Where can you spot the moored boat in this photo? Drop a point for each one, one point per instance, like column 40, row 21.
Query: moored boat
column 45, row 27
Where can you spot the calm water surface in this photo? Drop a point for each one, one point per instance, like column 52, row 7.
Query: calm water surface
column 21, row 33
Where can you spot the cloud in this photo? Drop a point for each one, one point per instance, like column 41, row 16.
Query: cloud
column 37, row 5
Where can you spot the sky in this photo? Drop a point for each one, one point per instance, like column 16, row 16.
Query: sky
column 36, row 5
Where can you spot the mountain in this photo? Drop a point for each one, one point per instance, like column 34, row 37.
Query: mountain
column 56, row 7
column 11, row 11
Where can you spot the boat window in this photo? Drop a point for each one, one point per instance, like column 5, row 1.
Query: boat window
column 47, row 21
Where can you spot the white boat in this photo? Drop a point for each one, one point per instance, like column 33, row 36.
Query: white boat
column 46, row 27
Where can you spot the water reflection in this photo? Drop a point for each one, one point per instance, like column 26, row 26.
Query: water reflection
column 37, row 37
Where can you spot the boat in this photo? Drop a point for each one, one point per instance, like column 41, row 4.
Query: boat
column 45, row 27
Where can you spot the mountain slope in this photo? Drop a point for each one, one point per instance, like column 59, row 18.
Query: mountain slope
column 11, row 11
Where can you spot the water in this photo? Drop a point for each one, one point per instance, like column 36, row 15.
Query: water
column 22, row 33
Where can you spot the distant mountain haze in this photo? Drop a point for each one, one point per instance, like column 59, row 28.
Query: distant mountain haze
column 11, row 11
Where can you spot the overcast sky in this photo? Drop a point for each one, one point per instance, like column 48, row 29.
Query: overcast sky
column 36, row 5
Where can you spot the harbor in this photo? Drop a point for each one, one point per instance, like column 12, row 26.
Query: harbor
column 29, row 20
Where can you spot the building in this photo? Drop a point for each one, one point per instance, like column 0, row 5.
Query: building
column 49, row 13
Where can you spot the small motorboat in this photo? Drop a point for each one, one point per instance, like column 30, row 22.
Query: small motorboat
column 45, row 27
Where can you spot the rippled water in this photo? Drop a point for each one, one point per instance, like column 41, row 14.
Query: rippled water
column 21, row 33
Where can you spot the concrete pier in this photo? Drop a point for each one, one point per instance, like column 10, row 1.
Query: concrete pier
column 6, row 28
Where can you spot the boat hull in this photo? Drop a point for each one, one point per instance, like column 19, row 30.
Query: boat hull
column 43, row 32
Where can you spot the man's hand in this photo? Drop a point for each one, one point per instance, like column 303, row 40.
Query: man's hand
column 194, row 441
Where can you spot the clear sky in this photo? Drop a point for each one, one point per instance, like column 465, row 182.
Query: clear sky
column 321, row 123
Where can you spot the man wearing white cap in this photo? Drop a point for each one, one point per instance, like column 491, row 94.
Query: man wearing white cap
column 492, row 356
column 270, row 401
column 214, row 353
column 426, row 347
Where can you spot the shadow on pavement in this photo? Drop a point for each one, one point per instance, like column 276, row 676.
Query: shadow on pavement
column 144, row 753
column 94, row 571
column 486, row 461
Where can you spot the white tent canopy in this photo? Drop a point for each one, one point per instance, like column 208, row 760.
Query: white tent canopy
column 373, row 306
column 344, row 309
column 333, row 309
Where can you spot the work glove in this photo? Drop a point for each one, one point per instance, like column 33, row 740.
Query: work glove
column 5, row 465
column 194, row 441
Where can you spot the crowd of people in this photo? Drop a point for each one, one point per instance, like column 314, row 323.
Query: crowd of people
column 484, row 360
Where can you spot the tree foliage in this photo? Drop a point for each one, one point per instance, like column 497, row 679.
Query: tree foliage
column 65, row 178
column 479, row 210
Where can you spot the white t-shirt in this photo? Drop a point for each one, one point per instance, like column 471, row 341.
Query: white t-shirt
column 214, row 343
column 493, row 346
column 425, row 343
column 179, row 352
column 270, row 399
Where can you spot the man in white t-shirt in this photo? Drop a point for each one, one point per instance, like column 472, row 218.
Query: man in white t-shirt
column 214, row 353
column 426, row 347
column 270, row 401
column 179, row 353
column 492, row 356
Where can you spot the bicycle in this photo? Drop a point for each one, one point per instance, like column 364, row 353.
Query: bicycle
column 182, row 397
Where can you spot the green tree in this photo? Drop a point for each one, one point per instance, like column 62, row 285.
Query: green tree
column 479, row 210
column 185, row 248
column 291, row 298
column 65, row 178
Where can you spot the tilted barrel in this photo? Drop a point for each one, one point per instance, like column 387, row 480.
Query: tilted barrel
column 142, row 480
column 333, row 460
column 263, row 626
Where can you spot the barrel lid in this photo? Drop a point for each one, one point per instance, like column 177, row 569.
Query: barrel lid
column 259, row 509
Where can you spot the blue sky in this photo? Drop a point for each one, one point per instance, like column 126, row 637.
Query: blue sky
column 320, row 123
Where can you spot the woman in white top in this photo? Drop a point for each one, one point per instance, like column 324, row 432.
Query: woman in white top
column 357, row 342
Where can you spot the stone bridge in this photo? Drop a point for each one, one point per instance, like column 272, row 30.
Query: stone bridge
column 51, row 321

- **Required work**
Can you copy out, word for word, the stretch from the line containing "Where can you spot the stone" through the last of the entries?

- **Result of the task**
Where can you spot the stone bridge in this photo? Drop a point for each one, one point per instance, like column 272, row 30.
Query: stone bridge
column 51, row 321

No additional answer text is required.